▸ EXCERPTED PASSAGE:
════════
VENICE, Italy (AP) — It’s a matter of perspective. From aboard a 12-deck cruise liner, the sight of St. Mark’s Square, the Doge’s Palace and Bridge of Sighs gliding past from a cabin balcony is a breathtaking thrill.

But against the backdrop of Venice’s storied canals and Byzantine architecture, these floating condominiums present a jarring sight, out of scale and sync with 
the surroundings.

The fatal grounding of the Costa Concordia off the Tuscan coast has sharpened the focus on the largely unchecked boom of these ever-larger luxury liners, and nowhere more so than in Venice, a fragile city already struggling against mass tourism and the steady deterioration of its underwater foundations.
════════
▸ DATASET CONTENT:
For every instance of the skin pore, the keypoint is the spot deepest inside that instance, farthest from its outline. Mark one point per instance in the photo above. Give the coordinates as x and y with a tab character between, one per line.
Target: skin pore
════════
▸ EXERCISE REQUIREMENTS:
1. Reproduce the Venice cruise ship passage from "The fatal grounding" to "its underwater foundations.".
2. According to the Venice cruise ship passage, which ship ran aground, and off which coast?
3. Extend the Venice cruise ship passage, picking up after its last sentence.

▸ ANSWERS BY TASK:
1.
The fatal grounding of the Costa Concordia off the Tuscan coast has sharpened the focus on the largely unchecked boom of these ever-larger luxury liners, and nowhere more so than in Venice, a fragile city already struggling against mass tourism and the steady deterioration of its underwater foundations.

2. The Costa Concordia, off the Tuscan coast.

3.
There’s growing clamor for an urgent rethink to the expanding cruise liner traffic through Venice’s historic centre. Critics point not only to a threat of accidents, but also air and water pollution, and the injection of an additional 2 million more tourists a year into a city already under
constant siege.

The city wants to reroute cruise ships arriving in Venice so they stay farther from St. Mark’s and other prominent monuments as a possible step toward keeping them out of the lagoon altogether. And UNESCO, the U.N. culture organization, charges that the liners cause water tides that erode building foundations and pollute waterways.